**DIRECTIONS FOR THIS TASK:**
Examine the data below and state how many lines contain "tree", offering no other words.

#### DATA EXCERPTS ####

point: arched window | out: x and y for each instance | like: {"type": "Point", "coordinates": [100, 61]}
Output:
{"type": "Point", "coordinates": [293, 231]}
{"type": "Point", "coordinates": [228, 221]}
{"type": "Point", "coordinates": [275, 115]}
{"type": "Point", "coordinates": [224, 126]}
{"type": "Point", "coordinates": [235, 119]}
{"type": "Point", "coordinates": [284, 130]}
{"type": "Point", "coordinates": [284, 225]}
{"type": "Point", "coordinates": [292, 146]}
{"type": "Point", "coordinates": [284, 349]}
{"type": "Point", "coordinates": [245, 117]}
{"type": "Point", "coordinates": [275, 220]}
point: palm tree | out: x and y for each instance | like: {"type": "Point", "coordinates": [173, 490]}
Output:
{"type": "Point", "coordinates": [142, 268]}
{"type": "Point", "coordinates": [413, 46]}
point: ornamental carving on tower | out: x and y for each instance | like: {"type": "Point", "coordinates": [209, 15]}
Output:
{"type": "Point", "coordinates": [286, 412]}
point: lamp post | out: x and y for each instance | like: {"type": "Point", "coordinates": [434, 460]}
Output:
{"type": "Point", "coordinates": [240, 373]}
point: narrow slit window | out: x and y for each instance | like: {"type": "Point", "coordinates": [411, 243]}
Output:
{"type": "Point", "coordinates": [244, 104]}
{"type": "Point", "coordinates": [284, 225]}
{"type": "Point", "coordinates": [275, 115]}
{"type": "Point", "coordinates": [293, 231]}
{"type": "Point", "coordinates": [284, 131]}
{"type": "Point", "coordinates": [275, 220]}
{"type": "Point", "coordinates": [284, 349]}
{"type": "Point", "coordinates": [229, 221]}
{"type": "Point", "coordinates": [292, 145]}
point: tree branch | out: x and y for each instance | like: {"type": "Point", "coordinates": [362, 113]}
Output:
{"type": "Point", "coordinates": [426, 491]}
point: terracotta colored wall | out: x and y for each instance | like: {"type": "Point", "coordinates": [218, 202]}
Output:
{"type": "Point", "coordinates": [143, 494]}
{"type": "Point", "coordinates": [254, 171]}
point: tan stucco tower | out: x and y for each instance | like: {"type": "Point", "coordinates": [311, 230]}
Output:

####

**TASK RESULT:**
2